- [Action item]
Copy the data exactly from the line that contains "positive clicks: (105, 191)" through the line that contains "box: [186, 141, 200, 215]", keeping both end lines and leaving out everything else.

** Data under study follows **

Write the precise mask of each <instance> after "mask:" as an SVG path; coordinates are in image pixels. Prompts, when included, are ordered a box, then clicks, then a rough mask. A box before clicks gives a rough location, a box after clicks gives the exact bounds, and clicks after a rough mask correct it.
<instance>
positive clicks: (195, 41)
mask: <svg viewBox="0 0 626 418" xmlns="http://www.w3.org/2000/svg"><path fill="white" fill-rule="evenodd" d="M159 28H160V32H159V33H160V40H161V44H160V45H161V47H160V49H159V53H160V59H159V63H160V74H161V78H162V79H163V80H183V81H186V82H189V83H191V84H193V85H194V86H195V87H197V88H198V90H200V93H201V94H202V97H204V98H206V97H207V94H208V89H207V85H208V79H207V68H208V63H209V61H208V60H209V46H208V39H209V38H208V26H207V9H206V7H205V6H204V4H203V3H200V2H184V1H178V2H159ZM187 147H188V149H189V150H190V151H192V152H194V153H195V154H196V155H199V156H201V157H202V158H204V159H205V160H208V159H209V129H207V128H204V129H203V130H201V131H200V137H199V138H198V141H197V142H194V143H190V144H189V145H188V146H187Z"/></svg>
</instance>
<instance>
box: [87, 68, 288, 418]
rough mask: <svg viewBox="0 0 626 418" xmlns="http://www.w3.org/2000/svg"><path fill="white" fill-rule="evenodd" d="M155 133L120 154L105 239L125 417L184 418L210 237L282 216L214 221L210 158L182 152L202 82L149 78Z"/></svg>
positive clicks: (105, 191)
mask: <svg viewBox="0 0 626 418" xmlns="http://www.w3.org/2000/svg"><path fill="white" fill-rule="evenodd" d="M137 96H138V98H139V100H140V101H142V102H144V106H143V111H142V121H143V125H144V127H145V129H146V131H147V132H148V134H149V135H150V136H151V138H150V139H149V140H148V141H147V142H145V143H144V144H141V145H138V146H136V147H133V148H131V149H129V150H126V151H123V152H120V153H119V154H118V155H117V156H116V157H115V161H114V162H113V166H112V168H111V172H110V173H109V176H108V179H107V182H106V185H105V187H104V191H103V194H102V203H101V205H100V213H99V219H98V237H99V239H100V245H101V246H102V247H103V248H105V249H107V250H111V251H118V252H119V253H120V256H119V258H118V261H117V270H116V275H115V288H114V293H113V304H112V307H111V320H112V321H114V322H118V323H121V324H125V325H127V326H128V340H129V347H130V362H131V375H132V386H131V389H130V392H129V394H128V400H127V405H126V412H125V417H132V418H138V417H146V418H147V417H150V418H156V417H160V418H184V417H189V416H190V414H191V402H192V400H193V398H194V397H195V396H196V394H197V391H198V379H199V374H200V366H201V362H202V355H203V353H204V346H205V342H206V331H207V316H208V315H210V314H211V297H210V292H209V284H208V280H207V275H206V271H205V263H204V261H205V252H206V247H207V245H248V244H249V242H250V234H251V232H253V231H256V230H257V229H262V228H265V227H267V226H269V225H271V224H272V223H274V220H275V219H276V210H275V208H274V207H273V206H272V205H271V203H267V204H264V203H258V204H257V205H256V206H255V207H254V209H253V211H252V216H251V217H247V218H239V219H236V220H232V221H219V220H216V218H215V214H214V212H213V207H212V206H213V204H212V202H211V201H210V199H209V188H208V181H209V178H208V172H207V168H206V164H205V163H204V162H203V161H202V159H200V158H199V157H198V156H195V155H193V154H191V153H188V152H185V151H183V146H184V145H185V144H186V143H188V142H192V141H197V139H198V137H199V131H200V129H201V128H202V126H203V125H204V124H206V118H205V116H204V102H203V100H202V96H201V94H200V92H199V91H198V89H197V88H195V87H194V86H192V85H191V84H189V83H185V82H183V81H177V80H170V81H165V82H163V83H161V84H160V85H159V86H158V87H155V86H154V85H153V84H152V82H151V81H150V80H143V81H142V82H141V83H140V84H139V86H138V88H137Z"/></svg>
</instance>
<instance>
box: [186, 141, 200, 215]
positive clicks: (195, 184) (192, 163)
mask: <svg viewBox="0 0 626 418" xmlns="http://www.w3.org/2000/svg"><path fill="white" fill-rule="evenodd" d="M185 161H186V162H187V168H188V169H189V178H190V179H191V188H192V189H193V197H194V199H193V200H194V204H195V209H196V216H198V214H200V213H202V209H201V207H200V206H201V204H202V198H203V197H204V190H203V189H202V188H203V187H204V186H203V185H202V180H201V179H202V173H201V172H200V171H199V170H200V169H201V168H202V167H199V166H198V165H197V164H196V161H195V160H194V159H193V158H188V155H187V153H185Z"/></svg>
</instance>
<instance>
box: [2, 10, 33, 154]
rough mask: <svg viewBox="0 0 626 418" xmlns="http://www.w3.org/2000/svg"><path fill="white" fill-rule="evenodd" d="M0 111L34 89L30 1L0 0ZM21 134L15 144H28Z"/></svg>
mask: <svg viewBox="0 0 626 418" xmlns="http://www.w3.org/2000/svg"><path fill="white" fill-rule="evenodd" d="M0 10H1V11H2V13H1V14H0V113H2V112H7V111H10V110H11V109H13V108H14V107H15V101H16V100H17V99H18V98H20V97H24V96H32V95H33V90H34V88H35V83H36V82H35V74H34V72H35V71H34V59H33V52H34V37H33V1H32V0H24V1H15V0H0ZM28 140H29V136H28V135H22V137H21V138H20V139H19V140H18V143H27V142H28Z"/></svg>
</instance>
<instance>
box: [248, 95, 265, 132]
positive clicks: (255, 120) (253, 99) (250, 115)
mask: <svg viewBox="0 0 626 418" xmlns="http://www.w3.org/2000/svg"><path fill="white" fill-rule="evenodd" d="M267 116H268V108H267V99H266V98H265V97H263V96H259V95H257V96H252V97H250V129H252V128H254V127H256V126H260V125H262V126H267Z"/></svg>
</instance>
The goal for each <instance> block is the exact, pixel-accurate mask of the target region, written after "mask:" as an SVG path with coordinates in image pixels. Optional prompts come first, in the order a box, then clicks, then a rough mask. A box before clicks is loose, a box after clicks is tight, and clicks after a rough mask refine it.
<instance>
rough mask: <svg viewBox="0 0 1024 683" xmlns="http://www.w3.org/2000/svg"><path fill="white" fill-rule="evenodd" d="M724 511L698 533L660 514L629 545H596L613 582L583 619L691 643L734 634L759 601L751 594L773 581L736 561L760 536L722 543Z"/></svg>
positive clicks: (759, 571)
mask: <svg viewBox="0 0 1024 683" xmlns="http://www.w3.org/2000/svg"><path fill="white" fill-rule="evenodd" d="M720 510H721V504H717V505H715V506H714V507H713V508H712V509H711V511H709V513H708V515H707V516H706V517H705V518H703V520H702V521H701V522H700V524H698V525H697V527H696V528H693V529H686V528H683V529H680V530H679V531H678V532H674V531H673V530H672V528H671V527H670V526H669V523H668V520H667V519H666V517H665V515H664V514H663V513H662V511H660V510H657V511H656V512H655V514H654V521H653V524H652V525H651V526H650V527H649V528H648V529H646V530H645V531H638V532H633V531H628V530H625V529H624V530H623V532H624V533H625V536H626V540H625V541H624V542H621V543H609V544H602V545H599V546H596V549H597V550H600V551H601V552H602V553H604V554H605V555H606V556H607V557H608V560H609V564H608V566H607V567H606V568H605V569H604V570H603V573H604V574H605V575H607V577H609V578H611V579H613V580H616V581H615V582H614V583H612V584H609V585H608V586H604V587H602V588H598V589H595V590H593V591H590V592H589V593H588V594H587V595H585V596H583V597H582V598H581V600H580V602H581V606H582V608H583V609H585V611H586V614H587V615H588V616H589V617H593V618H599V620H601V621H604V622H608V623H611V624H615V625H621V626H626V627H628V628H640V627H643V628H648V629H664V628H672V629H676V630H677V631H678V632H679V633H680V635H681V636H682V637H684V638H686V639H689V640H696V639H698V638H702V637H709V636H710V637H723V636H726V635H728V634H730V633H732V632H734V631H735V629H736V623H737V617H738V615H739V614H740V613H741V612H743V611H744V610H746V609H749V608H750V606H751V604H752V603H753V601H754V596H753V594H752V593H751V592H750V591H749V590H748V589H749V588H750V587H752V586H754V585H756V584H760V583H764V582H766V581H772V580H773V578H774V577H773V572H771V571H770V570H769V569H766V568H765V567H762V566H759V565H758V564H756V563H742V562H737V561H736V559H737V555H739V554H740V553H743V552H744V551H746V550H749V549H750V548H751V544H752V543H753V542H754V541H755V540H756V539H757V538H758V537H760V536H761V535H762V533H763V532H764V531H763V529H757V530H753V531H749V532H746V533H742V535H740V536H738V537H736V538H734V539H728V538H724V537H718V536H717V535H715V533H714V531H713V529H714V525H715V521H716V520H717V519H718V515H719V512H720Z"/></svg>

** End of Data under study **

- [Written response]
positive clicks: (105, 191)
mask: <svg viewBox="0 0 626 418" xmlns="http://www.w3.org/2000/svg"><path fill="white" fill-rule="evenodd" d="M137 96H138V98H139V100H140V101H142V102H144V106H143V111H142V121H143V125H144V127H145V129H146V131H147V132H148V134H149V135H150V136H151V138H150V139H149V140H148V141H147V142H145V143H144V144H141V145H138V146H136V147H133V148H131V149H129V150H126V151H123V152H120V153H119V154H118V155H117V156H116V157H115V161H114V162H113V166H112V168H111V172H110V173H109V176H108V179H107V182H106V185H105V187H104V191H103V194H102V203H101V205H100V213H99V219H98V237H99V239H100V245H101V246H102V247H103V248H105V249H107V250H111V251H118V252H119V253H120V256H119V258H118V261H117V270H116V275H115V288H114V293H113V304H112V307H111V320H112V321H114V322H118V323H121V324H125V325H127V326H128V340H129V347H130V362H131V375H132V386H131V389H130V392H129V394H128V400H127V405H126V412H125V417H132V418H138V417H146V418H147V417H150V418H156V417H160V418H184V417H189V416H190V414H191V402H192V400H193V398H194V397H195V396H196V394H197V391H198V379H199V374H200V366H201V362H202V355H203V353H204V346H205V342H206V331H207V316H208V315H210V314H211V297H210V292H209V284H208V280H207V275H206V271H205V263H204V261H205V252H206V247H207V245H248V244H249V242H250V234H251V232H253V231H256V230H257V229H262V228H265V227H267V226H269V225H271V224H272V223H274V220H275V219H276V210H275V208H274V207H273V206H272V205H271V203H267V204H264V203H258V204H257V205H256V206H255V207H254V209H253V211H252V216H251V217H247V218H239V219H236V220H232V221H219V220H216V218H215V214H214V212H213V207H212V206H213V204H212V202H211V201H210V199H209V188H208V181H209V178H208V172H207V168H206V164H205V163H204V162H203V161H202V159H200V158H199V157H198V156H195V155H193V154H191V153H188V152H185V151H183V146H184V145H185V144H186V143H188V142H192V141H197V139H198V137H199V131H200V129H201V128H202V126H203V125H204V124H206V118H205V116H204V102H203V100H202V96H201V94H200V92H199V91H198V89H197V88H195V87H194V86H192V85H191V84H189V83H185V82H183V81H177V80H170V81H165V82H163V83H161V84H160V85H159V86H158V87H155V86H154V85H153V84H152V82H151V81H150V80H143V81H142V82H141V83H140V84H139V86H138V88H137Z"/></svg>
</instance>
<instance>
box: [186, 141, 200, 215]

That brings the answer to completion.